======== Eingabe für diese Aufgabe ========

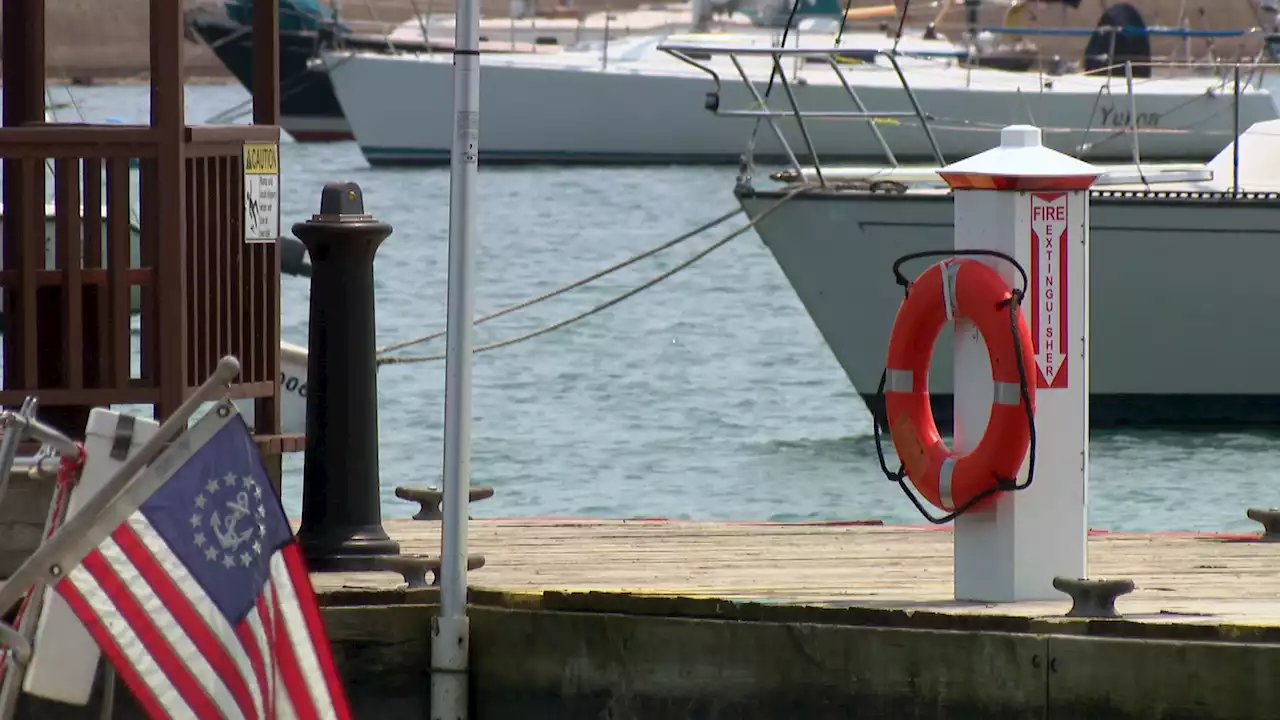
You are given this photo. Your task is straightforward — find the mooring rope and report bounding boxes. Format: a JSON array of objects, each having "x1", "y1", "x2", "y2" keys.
[{"x1": 378, "y1": 187, "x2": 812, "y2": 365}]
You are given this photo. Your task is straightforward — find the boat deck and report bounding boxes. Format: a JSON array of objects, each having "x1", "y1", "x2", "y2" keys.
[{"x1": 312, "y1": 519, "x2": 1280, "y2": 626}]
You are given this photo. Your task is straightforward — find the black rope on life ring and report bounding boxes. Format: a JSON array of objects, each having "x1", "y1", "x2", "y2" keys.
[{"x1": 872, "y1": 250, "x2": 1036, "y2": 525}]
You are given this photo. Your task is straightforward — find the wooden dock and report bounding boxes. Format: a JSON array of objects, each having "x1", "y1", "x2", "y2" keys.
[{"x1": 312, "y1": 519, "x2": 1280, "y2": 626}]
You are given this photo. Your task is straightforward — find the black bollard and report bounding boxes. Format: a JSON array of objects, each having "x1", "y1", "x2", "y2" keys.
[{"x1": 293, "y1": 182, "x2": 399, "y2": 561}]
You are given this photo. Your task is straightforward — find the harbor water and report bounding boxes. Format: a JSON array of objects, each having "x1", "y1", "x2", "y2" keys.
[{"x1": 24, "y1": 86, "x2": 1280, "y2": 530}]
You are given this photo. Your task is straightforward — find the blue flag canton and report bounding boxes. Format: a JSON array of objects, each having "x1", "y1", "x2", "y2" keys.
[{"x1": 140, "y1": 415, "x2": 293, "y2": 625}]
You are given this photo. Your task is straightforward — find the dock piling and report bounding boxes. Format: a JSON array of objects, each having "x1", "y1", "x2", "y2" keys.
[{"x1": 293, "y1": 182, "x2": 399, "y2": 571}]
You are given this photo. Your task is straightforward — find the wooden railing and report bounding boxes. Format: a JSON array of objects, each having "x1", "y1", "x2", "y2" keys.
[{"x1": 0, "y1": 124, "x2": 279, "y2": 433}]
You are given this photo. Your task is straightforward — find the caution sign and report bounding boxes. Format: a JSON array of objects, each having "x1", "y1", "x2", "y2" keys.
[{"x1": 244, "y1": 142, "x2": 280, "y2": 242}]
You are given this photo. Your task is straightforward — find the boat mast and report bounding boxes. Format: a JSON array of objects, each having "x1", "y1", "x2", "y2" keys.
[{"x1": 431, "y1": 0, "x2": 480, "y2": 707}]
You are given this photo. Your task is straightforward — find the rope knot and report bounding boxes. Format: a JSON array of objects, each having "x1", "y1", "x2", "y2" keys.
[{"x1": 58, "y1": 442, "x2": 86, "y2": 487}]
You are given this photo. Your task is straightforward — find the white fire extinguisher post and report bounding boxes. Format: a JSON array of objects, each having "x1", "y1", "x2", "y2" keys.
[{"x1": 938, "y1": 126, "x2": 1101, "y2": 602}]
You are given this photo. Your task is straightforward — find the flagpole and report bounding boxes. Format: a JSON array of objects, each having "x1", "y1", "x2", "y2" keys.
[{"x1": 431, "y1": 0, "x2": 480, "y2": 707}]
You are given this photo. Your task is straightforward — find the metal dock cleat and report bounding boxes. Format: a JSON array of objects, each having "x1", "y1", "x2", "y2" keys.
[
  {"x1": 1053, "y1": 575, "x2": 1134, "y2": 618},
  {"x1": 396, "y1": 486, "x2": 493, "y2": 520}
]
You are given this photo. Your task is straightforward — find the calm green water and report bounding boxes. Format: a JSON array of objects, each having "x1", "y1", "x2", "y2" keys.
[{"x1": 27, "y1": 86, "x2": 1280, "y2": 530}]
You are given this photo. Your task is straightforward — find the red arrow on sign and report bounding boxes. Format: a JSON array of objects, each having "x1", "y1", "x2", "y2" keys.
[{"x1": 1030, "y1": 192, "x2": 1069, "y2": 389}]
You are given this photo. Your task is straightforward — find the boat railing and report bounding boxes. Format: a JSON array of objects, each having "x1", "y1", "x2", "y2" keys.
[
  {"x1": 658, "y1": 42, "x2": 1280, "y2": 187},
  {"x1": 658, "y1": 42, "x2": 961, "y2": 186}
]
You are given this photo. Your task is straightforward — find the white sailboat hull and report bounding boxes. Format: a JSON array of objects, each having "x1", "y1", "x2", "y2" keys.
[
  {"x1": 325, "y1": 46, "x2": 1277, "y2": 165},
  {"x1": 739, "y1": 191, "x2": 1280, "y2": 428},
  {"x1": 236, "y1": 341, "x2": 307, "y2": 436}
]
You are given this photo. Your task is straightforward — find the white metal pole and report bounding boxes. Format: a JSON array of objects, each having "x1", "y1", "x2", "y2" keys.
[{"x1": 431, "y1": 0, "x2": 480, "y2": 707}]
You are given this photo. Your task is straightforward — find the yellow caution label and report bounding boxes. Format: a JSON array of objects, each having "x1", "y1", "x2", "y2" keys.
[{"x1": 244, "y1": 142, "x2": 280, "y2": 176}]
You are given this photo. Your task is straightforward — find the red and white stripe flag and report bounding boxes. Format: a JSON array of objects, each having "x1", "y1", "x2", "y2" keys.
[{"x1": 54, "y1": 413, "x2": 351, "y2": 720}]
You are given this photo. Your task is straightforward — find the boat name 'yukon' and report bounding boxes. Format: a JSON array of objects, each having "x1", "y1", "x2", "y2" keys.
[
  {"x1": 280, "y1": 373, "x2": 307, "y2": 397},
  {"x1": 1098, "y1": 108, "x2": 1160, "y2": 128}
]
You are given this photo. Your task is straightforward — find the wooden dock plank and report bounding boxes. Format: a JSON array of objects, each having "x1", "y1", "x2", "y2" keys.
[{"x1": 312, "y1": 519, "x2": 1280, "y2": 625}]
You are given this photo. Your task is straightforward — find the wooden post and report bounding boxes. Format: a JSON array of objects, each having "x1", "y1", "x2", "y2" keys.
[
  {"x1": 253, "y1": 0, "x2": 284, "y2": 496},
  {"x1": 0, "y1": 0, "x2": 49, "y2": 389},
  {"x1": 143, "y1": 0, "x2": 186, "y2": 420}
]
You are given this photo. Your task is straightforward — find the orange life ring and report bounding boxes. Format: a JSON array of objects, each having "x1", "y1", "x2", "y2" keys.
[{"x1": 884, "y1": 259, "x2": 1036, "y2": 511}]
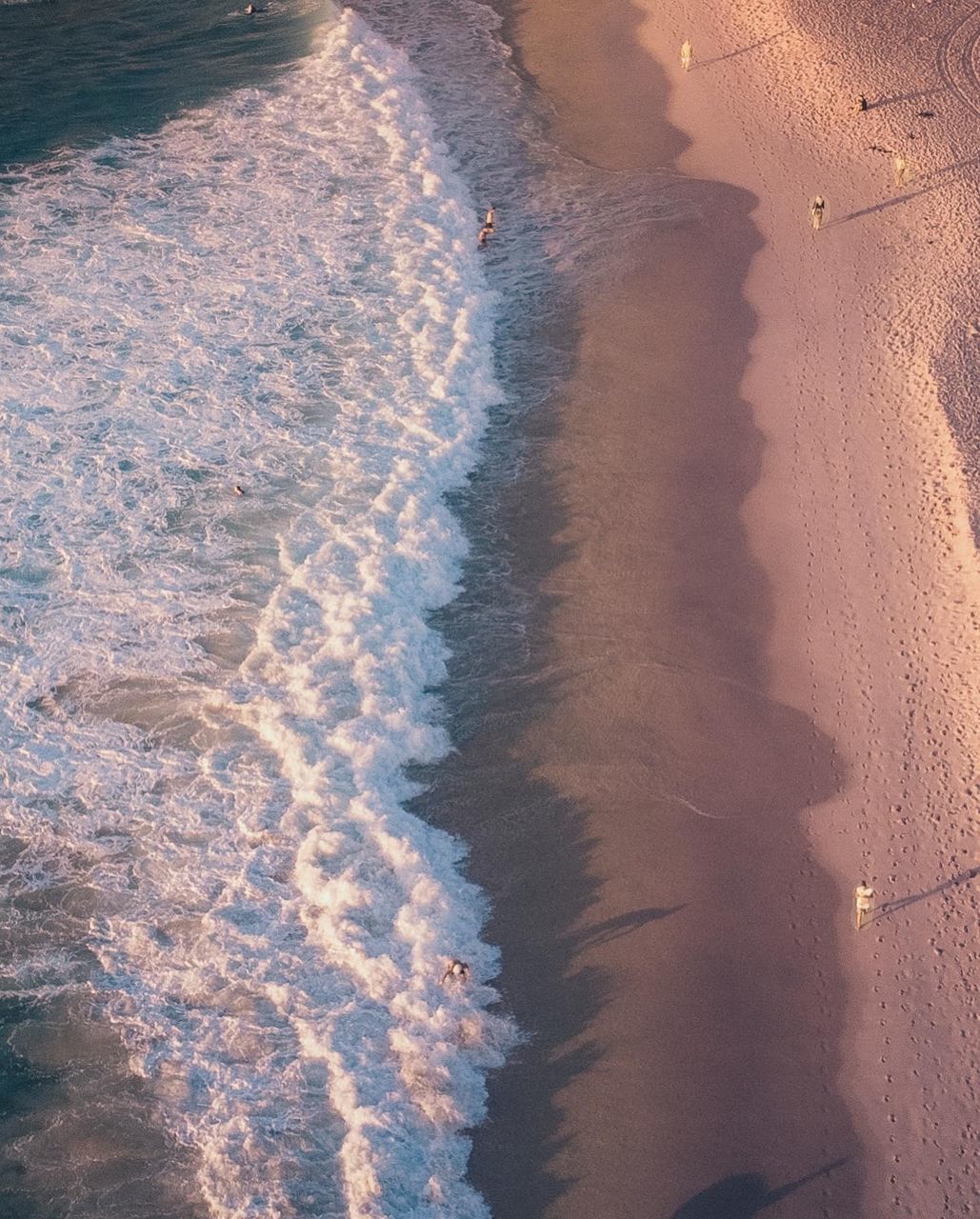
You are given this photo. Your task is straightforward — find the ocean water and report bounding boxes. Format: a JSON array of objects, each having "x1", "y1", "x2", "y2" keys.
[{"x1": 0, "y1": 0, "x2": 671, "y2": 1219}]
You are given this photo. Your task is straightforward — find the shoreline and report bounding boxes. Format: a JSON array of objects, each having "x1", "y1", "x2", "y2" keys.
[{"x1": 435, "y1": 0, "x2": 977, "y2": 1219}]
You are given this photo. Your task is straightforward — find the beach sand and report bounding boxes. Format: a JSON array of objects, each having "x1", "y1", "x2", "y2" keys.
[{"x1": 432, "y1": 0, "x2": 980, "y2": 1219}]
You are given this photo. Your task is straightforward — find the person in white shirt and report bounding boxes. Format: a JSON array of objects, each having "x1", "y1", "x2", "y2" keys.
[{"x1": 854, "y1": 880, "x2": 874, "y2": 931}]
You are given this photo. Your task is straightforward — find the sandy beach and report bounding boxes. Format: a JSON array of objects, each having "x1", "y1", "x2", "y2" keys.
[{"x1": 436, "y1": 0, "x2": 980, "y2": 1219}]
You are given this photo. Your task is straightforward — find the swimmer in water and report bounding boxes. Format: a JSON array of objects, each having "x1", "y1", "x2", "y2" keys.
[{"x1": 439, "y1": 957, "x2": 470, "y2": 987}]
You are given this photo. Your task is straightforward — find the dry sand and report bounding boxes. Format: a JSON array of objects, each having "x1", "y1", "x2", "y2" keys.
[{"x1": 440, "y1": 0, "x2": 980, "y2": 1219}]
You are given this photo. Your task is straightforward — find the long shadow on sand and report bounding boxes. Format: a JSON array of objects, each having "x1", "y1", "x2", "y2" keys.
[
  {"x1": 691, "y1": 26, "x2": 792, "y2": 72},
  {"x1": 410, "y1": 0, "x2": 861, "y2": 1219},
  {"x1": 413, "y1": 174, "x2": 861, "y2": 1219},
  {"x1": 871, "y1": 868, "x2": 980, "y2": 922},
  {"x1": 670, "y1": 1159, "x2": 846, "y2": 1219}
]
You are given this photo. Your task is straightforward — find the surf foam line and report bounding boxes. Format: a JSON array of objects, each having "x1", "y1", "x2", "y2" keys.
[{"x1": 0, "y1": 12, "x2": 514, "y2": 1219}]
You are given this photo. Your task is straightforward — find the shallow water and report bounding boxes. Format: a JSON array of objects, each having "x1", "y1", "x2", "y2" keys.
[{"x1": 0, "y1": 3, "x2": 687, "y2": 1219}]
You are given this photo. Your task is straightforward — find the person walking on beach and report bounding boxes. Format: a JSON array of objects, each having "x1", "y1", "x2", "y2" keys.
[
  {"x1": 854, "y1": 880, "x2": 874, "y2": 931},
  {"x1": 439, "y1": 957, "x2": 470, "y2": 987}
]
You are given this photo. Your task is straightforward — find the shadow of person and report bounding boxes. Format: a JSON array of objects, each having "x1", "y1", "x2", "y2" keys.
[
  {"x1": 571, "y1": 902, "x2": 685, "y2": 949},
  {"x1": 670, "y1": 1159, "x2": 845, "y2": 1219},
  {"x1": 874, "y1": 867, "x2": 980, "y2": 919}
]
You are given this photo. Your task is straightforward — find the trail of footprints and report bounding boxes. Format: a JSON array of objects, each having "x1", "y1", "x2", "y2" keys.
[{"x1": 682, "y1": 0, "x2": 980, "y2": 1219}]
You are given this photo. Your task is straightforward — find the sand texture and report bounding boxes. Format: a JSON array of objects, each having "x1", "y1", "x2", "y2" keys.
[{"x1": 458, "y1": 0, "x2": 980, "y2": 1219}]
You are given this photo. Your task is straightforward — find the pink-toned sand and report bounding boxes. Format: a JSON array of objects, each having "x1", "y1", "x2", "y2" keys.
[{"x1": 458, "y1": 0, "x2": 980, "y2": 1219}]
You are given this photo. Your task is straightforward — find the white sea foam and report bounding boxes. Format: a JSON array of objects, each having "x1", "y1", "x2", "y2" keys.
[{"x1": 0, "y1": 7, "x2": 512, "y2": 1219}]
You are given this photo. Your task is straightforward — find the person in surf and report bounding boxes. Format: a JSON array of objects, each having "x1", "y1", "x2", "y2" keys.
[
  {"x1": 476, "y1": 208, "x2": 497, "y2": 250},
  {"x1": 439, "y1": 957, "x2": 470, "y2": 987}
]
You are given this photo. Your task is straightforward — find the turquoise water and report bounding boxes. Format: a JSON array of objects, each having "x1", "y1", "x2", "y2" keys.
[
  {"x1": 0, "y1": 0, "x2": 323, "y2": 165},
  {"x1": 0, "y1": 0, "x2": 670, "y2": 1219}
]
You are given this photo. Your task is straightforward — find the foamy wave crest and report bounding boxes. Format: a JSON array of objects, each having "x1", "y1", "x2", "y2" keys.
[{"x1": 0, "y1": 5, "x2": 513, "y2": 1219}]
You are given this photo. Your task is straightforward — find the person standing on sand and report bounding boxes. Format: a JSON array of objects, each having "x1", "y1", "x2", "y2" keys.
[{"x1": 854, "y1": 880, "x2": 874, "y2": 931}]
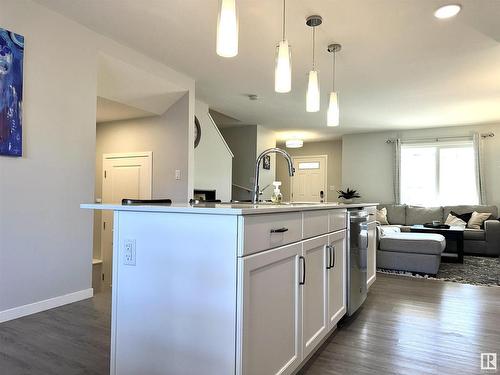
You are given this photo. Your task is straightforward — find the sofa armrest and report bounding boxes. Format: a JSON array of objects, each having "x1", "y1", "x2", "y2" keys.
[{"x1": 484, "y1": 220, "x2": 500, "y2": 255}]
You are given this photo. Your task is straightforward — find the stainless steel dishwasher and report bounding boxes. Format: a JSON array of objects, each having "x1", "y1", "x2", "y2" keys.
[{"x1": 347, "y1": 208, "x2": 368, "y2": 316}]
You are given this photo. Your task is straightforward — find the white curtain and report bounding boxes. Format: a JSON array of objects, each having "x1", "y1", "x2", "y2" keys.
[
  {"x1": 393, "y1": 138, "x2": 401, "y2": 204},
  {"x1": 473, "y1": 133, "x2": 486, "y2": 204}
]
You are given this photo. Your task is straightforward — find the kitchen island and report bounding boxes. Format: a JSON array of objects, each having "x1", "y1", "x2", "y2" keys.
[{"x1": 82, "y1": 204, "x2": 375, "y2": 375}]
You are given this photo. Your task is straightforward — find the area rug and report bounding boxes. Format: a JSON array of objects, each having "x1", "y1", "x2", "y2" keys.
[{"x1": 377, "y1": 256, "x2": 500, "y2": 286}]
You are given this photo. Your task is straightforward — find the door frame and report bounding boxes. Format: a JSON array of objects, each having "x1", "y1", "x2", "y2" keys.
[
  {"x1": 99, "y1": 151, "x2": 153, "y2": 287},
  {"x1": 290, "y1": 154, "x2": 328, "y2": 202}
]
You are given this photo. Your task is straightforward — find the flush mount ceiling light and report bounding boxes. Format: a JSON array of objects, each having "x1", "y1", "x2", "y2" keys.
[
  {"x1": 326, "y1": 43, "x2": 342, "y2": 126},
  {"x1": 285, "y1": 139, "x2": 304, "y2": 148},
  {"x1": 434, "y1": 4, "x2": 462, "y2": 19},
  {"x1": 306, "y1": 16, "x2": 323, "y2": 112},
  {"x1": 274, "y1": 0, "x2": 292, "y2": 93},
  {"x1": 217, "y1": 0, "x2": 238, "y2": 57}
]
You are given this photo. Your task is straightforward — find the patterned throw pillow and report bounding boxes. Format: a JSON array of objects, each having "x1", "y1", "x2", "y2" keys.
[
  {"x1": 467, "y1": 211, "x2": 491, "y2": 229},
  {"x1": 445, "y1": 214, "x2": 467, "y2": 228},
  {"x1": 375, "y1": 207, "x2": 389, "y2": 225}
]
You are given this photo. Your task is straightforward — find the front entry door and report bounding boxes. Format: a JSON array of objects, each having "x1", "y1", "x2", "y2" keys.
[
  {"x1": 101, "y1": 152, "x2": 153, "y2": 287},
  {"x1": 291, "y1": 155, "x2": 327, "y2": 202}
]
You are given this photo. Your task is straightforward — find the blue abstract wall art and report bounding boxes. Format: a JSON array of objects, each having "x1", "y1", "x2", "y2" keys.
[{"x1": 0, "y1": 28, "x2": 24, "y2": 156}]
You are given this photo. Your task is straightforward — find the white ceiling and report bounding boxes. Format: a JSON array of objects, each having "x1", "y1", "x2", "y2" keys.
[
  {"x1": 38, "y1": 0, "x2": 500, "y2": 139},
  {"x1": 96, "y1": 96, "x2": 157, "y2": 123}
]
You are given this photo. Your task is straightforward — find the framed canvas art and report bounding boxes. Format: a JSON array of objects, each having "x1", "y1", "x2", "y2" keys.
[{"x1": 0, "y1": 28, "x2": 24, "y2": 156}]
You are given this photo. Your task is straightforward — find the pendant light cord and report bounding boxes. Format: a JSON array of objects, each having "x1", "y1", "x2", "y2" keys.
[
  {"x1": 282, "y1": 0, "x2": 286, "y2": 41},
  {"x1": 332, "y1": 51, "x2": 337, "y2": 92},
  {"x1": 313, "y1": 26, "x2": 316, "y2": 70}
]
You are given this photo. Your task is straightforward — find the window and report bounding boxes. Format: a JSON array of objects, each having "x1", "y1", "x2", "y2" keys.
[{"x1": 400, "y1": 141, "x2": 479, "y2": 206}]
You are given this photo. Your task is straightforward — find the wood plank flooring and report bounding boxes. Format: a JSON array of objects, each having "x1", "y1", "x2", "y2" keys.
[{"x1": 0, "y1": 274, "x2": 500, "y2": 375}]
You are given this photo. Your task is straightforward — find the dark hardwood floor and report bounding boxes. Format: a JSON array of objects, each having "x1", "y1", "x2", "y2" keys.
[{"x1": 0, "y1": 274, "x2": 500, "y2": 375}]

========

== Aufgabe ==
Überführe die Zeilen von der Zeile mit „find the pendant“ bis zum Ende der Einträge in eine JSON-Liste von Zeichenketten mit einem Element pro Zeile. Leerzeilen fallen dabei weg.

== Ergebnis der Aufgabe ==
[
  "You are given this photo. Your task is straightforward — find the pendant light cord and report bounding boxes. Format: a JSON array of objects, each having \"x1\", \"y1\", \"x2\", \"y2\" keys.",
  "[",
  "  {\"x1\": 282, \"y1\": 0, \"x2\": 286, \"y2\": 41},",
  "  {\"x1\": 332, \"y1\": 51, \"x2\": 337, \"y2\": 92},",
  "  {\"x1\": 313, \"y1\": 26, \"x2\": 316, \"y2\": 70}",
  "]",
  "You are given this photo. Your task is straightforward — find the window and report bounding boxes. Format: a JSON array of objects, each having \"x1\", \"y1\", \"x2\", \"y2\" keys.",
  "[{\"x1\": 400, \"y1\": 141, \"x2\": 479, \"y2\": 206}]",
  "You are given this photo. Your task is straightforward — find the wood plank flooring and report bounding boxes. Format: a JSON array of objects, each having \"x1\", \"y1\", \"x2\", \"y2\" keys.",
  "[{\"x1\": 0, \"y1\": 274, \"x2\": 500, \"y2\": 375}]",
  "You are given this photo. Your task is straightforward — find the dark hardwood floor and report bounding boxes. Format: a JSON array of objects, each having \"x1\", \"y1\", \"x2\", \"y2\" keys.",
  "[{\"x1\": 0, \"y1\": 274, \"x2\": 500, \"y2\": 375}]"
]